**Your task:** Pick up at the line with "Could you please point out the glass of". Write it out exactly, along with each later line through the end of the data, and nothing more.

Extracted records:
______________________________

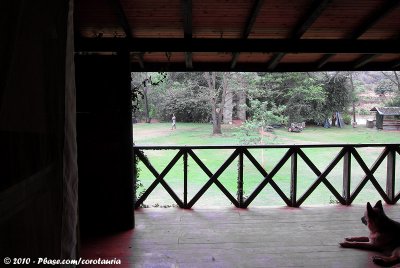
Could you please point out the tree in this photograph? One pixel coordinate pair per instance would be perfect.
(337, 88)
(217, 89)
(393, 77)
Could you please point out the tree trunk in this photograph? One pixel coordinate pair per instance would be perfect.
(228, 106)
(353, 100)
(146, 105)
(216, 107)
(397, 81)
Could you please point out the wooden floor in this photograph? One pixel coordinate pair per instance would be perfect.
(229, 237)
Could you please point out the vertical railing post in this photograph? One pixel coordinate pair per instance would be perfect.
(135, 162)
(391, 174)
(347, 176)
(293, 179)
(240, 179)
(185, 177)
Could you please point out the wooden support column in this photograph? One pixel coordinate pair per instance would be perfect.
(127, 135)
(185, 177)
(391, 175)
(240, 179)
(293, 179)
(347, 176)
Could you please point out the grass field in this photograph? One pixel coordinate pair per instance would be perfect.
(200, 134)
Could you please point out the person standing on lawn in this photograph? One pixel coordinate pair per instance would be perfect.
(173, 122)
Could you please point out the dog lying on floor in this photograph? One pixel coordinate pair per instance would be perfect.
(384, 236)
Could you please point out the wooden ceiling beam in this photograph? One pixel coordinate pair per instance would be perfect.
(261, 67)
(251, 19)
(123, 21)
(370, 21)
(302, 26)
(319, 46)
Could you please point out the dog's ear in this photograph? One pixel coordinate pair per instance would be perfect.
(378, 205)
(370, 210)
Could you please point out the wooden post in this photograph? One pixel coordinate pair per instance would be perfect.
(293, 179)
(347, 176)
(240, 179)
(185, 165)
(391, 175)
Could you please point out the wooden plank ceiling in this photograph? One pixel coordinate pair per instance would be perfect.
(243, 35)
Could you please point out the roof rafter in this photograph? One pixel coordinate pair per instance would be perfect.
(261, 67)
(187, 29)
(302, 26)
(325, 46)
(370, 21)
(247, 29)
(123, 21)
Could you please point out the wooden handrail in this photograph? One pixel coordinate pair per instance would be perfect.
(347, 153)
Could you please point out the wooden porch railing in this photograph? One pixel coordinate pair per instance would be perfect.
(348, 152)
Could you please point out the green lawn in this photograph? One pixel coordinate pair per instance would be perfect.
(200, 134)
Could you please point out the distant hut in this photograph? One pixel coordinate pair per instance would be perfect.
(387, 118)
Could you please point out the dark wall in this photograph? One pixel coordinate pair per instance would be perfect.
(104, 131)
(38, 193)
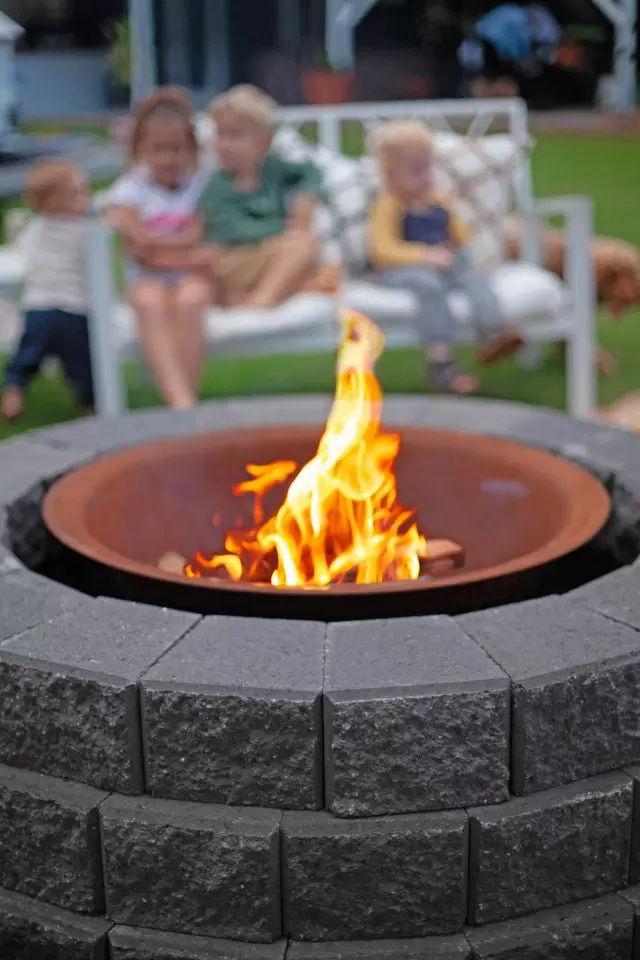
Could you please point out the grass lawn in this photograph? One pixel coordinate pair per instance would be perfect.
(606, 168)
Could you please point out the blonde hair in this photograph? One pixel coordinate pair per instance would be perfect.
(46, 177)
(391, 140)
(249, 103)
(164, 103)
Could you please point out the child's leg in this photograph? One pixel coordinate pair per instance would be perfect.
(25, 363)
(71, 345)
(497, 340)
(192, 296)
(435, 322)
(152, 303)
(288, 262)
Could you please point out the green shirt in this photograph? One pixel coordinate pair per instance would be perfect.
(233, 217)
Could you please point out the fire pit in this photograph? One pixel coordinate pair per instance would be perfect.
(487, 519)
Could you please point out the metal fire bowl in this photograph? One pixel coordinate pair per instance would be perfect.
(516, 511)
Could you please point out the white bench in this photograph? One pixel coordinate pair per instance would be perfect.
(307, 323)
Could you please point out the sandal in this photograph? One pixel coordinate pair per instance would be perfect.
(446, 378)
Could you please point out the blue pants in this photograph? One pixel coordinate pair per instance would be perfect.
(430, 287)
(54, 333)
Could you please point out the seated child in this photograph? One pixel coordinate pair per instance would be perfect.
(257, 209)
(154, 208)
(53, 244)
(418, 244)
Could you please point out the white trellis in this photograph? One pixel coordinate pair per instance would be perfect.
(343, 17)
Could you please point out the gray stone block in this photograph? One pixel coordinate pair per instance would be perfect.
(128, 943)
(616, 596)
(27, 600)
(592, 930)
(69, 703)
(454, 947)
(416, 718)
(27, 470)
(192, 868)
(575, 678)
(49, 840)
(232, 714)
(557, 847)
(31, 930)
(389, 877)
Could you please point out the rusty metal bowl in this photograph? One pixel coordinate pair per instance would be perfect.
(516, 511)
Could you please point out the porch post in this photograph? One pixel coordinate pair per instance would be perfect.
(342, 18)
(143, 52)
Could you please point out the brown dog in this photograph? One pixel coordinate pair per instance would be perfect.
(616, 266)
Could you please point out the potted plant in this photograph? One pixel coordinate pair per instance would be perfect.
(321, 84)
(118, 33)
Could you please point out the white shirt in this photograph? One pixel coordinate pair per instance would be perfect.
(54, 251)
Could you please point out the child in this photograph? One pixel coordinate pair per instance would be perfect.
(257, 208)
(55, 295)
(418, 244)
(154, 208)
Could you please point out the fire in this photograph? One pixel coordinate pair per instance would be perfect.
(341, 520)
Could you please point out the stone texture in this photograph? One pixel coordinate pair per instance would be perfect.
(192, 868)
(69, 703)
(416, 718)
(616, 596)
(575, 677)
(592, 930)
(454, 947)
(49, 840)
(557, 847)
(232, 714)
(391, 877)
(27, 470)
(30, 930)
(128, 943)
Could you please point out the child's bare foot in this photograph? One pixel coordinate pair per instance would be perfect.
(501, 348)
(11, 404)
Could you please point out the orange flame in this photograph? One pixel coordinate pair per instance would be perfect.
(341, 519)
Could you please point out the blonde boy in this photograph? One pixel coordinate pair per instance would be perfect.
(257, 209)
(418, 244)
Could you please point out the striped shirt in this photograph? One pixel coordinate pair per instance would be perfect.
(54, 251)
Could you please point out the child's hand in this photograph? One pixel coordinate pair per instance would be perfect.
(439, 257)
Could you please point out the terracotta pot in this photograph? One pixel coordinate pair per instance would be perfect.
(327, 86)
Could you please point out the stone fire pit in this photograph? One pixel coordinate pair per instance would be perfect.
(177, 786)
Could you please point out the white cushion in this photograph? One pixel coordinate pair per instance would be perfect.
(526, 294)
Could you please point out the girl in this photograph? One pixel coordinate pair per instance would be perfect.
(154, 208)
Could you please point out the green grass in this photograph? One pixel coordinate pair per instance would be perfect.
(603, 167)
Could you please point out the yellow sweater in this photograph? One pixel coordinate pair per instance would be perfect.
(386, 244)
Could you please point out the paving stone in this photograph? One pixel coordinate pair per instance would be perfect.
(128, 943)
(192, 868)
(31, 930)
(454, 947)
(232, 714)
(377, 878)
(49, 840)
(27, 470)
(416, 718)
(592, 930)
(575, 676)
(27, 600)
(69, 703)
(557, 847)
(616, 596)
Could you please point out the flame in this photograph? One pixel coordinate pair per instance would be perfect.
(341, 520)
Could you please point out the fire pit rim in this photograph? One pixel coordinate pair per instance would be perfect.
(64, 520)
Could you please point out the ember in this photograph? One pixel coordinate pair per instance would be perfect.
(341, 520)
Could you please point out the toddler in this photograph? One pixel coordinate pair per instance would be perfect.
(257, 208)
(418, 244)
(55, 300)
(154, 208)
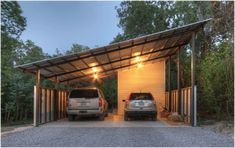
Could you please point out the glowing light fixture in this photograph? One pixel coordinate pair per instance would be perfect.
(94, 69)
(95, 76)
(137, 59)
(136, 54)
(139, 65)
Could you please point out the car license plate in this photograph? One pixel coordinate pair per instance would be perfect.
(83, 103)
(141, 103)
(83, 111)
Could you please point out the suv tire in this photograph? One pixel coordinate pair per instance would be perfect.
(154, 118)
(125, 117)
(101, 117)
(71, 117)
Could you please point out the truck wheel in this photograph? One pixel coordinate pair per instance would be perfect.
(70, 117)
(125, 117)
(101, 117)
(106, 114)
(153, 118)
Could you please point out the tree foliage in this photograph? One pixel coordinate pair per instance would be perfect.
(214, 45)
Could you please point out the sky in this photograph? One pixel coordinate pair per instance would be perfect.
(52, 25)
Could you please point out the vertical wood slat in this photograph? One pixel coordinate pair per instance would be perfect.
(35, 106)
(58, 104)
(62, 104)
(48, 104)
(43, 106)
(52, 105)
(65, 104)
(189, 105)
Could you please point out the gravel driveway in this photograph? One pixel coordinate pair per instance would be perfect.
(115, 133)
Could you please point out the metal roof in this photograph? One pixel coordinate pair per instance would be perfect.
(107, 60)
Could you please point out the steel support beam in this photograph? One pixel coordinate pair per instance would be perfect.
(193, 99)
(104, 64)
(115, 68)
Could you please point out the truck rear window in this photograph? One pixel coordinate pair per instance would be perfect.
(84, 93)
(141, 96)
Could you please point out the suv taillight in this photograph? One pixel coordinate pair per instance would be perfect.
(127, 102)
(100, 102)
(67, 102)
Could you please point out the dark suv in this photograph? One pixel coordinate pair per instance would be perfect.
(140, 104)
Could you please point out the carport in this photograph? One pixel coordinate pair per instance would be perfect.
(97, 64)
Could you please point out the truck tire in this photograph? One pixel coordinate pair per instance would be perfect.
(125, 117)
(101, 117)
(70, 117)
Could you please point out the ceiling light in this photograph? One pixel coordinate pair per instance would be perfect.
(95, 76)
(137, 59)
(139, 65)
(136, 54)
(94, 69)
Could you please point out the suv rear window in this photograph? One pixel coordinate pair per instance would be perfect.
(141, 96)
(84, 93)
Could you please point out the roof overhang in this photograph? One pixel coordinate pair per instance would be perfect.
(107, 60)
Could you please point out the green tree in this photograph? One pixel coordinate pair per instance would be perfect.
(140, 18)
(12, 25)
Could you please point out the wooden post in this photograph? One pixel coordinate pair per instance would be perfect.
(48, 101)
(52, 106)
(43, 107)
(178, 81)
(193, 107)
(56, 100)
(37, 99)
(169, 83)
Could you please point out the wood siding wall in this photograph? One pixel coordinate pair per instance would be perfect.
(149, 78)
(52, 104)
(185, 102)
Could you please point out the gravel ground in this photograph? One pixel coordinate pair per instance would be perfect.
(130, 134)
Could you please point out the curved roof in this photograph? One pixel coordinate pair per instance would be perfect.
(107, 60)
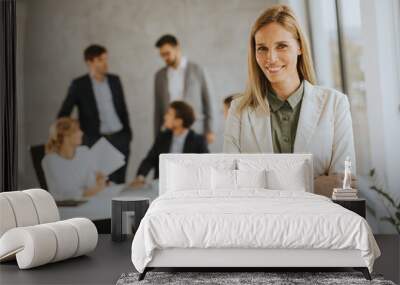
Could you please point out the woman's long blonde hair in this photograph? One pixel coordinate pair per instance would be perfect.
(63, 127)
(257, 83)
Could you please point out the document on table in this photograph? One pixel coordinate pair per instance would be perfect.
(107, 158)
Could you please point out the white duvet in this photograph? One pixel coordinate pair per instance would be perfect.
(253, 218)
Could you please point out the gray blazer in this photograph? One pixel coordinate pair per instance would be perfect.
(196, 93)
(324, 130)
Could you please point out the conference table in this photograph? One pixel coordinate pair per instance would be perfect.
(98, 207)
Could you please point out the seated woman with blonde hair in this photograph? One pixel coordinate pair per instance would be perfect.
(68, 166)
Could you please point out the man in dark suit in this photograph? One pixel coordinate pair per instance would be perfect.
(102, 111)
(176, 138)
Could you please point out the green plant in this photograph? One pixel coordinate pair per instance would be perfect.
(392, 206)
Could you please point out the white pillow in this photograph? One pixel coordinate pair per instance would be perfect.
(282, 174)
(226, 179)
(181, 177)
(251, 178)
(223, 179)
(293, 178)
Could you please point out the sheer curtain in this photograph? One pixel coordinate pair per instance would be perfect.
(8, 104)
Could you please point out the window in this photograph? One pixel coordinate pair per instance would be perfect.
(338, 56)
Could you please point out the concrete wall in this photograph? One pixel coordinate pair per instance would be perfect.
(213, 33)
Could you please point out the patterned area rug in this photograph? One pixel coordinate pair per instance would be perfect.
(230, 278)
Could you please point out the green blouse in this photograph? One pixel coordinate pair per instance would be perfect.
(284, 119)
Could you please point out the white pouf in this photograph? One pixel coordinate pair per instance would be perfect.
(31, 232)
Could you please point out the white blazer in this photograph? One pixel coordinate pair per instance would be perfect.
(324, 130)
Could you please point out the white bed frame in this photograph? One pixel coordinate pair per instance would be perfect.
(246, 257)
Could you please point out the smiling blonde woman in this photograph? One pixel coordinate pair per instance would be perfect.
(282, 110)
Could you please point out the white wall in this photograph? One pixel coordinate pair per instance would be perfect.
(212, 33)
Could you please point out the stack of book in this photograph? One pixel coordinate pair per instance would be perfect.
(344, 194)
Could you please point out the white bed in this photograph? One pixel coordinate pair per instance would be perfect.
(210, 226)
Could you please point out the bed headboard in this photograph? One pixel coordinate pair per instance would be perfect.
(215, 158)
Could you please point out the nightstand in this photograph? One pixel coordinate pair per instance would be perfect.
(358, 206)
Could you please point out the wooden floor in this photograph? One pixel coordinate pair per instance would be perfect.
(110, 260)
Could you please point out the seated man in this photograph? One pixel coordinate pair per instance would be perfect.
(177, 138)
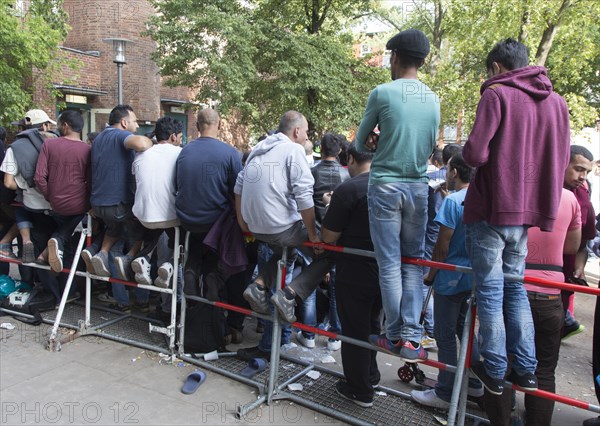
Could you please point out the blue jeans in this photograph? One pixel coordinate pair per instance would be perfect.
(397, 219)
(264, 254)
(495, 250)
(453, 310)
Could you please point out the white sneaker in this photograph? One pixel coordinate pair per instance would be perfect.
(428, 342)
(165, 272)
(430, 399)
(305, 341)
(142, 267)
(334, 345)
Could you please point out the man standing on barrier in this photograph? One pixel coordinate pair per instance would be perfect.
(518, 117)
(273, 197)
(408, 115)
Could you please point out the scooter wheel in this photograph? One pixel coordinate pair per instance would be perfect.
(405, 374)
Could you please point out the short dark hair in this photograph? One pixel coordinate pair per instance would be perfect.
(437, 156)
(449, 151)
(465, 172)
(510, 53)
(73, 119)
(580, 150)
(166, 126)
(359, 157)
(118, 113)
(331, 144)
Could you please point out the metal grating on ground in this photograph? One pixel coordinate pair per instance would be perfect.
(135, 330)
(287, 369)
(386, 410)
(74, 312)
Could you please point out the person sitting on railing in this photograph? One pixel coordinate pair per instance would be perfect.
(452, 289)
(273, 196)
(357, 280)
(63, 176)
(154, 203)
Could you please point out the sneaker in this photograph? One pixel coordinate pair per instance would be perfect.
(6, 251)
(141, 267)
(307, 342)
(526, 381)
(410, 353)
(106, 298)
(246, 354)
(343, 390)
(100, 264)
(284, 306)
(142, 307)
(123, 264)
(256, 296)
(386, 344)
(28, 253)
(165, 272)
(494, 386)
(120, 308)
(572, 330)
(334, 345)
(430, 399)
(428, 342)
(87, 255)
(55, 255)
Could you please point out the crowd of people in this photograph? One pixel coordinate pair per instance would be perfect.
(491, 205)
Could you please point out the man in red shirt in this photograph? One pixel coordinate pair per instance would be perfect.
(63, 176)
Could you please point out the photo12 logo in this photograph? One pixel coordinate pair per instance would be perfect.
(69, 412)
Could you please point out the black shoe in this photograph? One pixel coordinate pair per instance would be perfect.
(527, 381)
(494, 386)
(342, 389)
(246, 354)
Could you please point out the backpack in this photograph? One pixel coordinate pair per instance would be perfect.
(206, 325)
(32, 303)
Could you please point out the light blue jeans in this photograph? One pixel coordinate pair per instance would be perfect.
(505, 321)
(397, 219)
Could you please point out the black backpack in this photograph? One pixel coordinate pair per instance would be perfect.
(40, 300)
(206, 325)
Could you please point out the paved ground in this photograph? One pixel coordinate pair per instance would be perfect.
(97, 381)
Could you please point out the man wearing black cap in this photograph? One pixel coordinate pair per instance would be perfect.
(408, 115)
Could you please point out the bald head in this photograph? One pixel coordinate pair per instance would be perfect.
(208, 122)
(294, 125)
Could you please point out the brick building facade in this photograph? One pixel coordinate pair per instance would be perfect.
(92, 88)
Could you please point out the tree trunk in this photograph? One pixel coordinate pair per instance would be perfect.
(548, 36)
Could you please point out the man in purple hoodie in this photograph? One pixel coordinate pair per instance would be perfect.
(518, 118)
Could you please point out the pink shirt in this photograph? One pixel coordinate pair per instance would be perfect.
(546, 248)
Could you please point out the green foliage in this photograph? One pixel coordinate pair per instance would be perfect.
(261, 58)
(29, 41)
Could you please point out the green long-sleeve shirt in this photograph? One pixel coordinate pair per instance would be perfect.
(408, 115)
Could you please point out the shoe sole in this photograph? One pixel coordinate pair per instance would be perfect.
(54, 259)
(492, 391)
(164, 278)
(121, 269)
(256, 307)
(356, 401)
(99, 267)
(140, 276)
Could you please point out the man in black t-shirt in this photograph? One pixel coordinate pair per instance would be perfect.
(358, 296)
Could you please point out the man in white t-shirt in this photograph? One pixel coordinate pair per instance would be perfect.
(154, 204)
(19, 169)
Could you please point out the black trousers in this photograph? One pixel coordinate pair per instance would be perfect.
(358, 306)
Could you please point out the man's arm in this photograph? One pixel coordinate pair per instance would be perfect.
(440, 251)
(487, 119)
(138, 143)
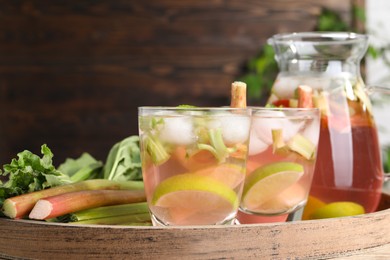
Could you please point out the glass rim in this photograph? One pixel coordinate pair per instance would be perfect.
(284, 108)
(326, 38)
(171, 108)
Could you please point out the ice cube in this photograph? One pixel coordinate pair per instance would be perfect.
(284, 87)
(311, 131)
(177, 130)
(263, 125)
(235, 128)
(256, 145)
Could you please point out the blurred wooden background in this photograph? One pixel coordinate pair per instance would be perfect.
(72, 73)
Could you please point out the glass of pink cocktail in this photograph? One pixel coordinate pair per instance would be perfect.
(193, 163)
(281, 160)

______________________________

**Response to this task:**
Could you please point out the glass of pink cocktail in this photograph? One pixel coordinate pair per instance would be perfect.
(193, 163)
(281, 160)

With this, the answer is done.